While describing himself as a champion for the sanctity of life, Gov. John Kasich vetoed a bill Tuesday that would have forbidden abortions once a fetal heartbeat could be detected. The second-term Republican, however, did sign into law a second bill, a GOP-backed lame-duck measure banning abortions after 20 weeks of pregnancy — providing an exception for saving the mother’s life but none for rape or incest. The Heartbeat Bill’s foremost champion, Janet Porter of Faith2Action, immediately denounced Kasich’s “betrayal of life” and promised a campaign to find the necessary votes in the House to override the governor’s veto. The Senate’s vote was veto-proof on what would have been the nation’s most stringent abortion law. In his veto message, Kasich said the Heartbeat Bill, which would have forbid abortions at about six weeks into pregnancy, was clearly unconstitutional under U.S. Supreme Court rulings and would have resulted in an expensive — and losing — court battle. “I agree with Ohio Right to Life and other leading, pro-life advocates that Senate Bill 127 (the 20-week ban) is the best, most legally sound and sustainable approach to protecting the sanctity of human life,” Kasich said. The new law forbids termination of “a human pregnancy of a pain-capable unborn child.” Abortion-rights supporters objected to both bans, while Ohio Right to Life members, who opposed the Heartbeat ban, welcomed what they viewed as the more-reasonable and more-likely-to-be-upheld restriction.

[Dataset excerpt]

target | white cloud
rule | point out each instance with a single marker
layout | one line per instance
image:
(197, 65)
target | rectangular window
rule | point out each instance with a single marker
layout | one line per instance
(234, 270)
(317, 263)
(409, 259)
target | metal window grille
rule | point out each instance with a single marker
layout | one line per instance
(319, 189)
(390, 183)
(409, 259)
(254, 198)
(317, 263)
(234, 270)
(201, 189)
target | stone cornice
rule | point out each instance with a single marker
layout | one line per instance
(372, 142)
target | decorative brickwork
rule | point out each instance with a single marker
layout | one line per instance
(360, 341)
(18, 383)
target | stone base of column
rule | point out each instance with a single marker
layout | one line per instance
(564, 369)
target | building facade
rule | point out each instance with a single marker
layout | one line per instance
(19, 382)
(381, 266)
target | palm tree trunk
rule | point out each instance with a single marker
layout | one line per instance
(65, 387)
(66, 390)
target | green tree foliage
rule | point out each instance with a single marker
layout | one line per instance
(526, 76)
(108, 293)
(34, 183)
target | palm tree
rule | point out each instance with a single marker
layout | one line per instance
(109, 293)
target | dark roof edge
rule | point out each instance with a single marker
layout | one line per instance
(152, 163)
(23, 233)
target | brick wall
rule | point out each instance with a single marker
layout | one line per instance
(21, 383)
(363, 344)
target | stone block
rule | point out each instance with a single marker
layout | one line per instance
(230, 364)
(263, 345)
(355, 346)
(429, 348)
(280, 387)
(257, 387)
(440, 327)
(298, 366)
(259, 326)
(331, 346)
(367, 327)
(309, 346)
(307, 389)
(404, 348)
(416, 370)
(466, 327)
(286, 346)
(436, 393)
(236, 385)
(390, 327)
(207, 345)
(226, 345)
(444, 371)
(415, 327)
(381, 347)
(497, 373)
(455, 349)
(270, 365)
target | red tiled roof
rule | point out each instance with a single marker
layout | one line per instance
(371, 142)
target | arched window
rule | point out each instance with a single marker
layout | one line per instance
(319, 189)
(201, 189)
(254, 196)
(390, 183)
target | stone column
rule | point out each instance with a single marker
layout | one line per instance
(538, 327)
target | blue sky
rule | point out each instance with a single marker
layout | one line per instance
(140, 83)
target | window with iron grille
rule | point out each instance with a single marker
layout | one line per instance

■ Direction A ■
Render the listing lines as a JSON list of strings, one string per line and no blank lines. Begin at the line that has "target | green tree foliage" and continue through the final line of the listing.
■ Direction B ■
Carry on the article about Ohio's abortion bills, picking up after its last sentence.
The article and the listing come from separate, unrelated sources.

■ Expected answer A ■
[
  "target | green tree foliage",
  "rule | point out each instance with a single marker",
  "layout | one line per instance",
  "(526, 76)",
  "(108, 293)",
  "(34, 183)",
  "target | palm tree",
  "rule | point out each instance with a single marker",
  "layout | one line per instance",
  "(109, 293)",
  "target | dark roof edge",
  "rule | point out each instance with a single marker",
  "layout | one line per instance",
  "(152, 163)",
  "(23, 233)",
  "target | brick wall",
  "rule | point out each instance with a single marker",
  "layout | one line per instance",
  "(21, 383)",
  "(363, 344)",
  "target | stone block",
  "rule | point out each instance with a single marker",
  "layout | one line per instance",
  "(230, 364)",
  "(263, 345)",
  "(355, 346)",
  "(429, 348)",
  "(280, 387)",
  "(257, 387)",
  "(440, 327)",
  "(298, 366)",
  "(259, 326)",
  "(331, 346)",
  "(367, 327)",
  "(309, 346)",
  "(307, 389)",
  "(404, 348)",
  "(416, 370)",
  "(466, 327)",
  "(286, 346)",
  "(436, 393)",
  "(236, 385)",
  "(390, 327)",
  "(207, 345)",
  "(226, 345)",
  "(444, 371)",
  "(415, 327)",
  "(381, 347)",
  "(497, 373)",
  "(455, 349)",
  "(270, 365)",
  "target | red tiled roof",
  "rule | point out each instance with a single marker",
  "layout | one line per instance",
  "(371, 142)",
  "target | arched window",
  "rule | point out each instance with a single marker",
  "layout | one line per instance",
  "(319, 189)",
  "(201, 189)",
  "(254, 196)",
  "(390, 183)",
  "target | stone column",
  "rule | point out each instance with a single marker",
  "layout | one line per instance",
  "(538, 327)",
  "target | blue sky",
  "rule | point out each instance with a single marker",
  "layout | one line per instance",
  "(140, 83)",
  "target | window with iron grille",
  "rule | point out each instance with a single marker",
  "layout | one line per instance"
]

■ Expected answer B ■
Some context, from The New York Times:
With the governor’s signature, Ohio becomes the 18th state to adopt a 20-week abortion ban, though two of the bans — in Arizona and Idaho — have been struck down as unconstitutional by federal courts. Legal experts say Ohio’s 20-week ban is far more likely to survive a constitutional challenge than the heartbeat bill.
Barring court action, the law will take effect in 90 days, but a legal challenge appears inevitable. The American Civil Liberties Union of Ohio, which said on Tuesday that the measure was “unconstitutional and will harm women and families,” was expected to file a suit to block it.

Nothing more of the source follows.